Extract every line in the entries below that contains the word "Could", and copy each one in full.

-- Start of RECORDS SUPPLIED --

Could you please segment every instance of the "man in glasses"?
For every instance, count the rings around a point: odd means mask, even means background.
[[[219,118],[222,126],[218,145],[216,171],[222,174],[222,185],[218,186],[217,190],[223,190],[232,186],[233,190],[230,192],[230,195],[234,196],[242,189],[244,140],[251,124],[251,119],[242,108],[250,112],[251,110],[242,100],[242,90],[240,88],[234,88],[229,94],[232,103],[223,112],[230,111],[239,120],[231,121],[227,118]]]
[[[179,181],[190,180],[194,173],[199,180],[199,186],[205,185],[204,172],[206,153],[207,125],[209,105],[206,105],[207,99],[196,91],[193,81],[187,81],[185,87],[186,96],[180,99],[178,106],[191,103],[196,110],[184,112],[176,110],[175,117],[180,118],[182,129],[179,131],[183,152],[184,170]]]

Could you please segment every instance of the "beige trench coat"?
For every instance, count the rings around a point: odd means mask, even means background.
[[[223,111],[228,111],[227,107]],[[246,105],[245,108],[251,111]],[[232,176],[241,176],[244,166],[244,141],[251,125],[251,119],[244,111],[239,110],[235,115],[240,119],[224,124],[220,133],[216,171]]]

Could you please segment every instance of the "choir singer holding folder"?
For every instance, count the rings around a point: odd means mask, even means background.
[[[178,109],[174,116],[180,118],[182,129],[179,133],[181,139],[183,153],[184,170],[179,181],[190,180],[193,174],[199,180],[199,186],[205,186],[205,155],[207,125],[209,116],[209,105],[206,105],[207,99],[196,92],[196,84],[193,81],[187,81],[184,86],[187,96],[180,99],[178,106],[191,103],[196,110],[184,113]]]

-- End of RECORDS SUPPLIED --

WRITTEN SOLUTION
Could you please segment every instance of the "man in glasses"?
Could you please segment every instance of the "beige trench coat"?
Could you please segment every instance of the "choir singer holding folder"?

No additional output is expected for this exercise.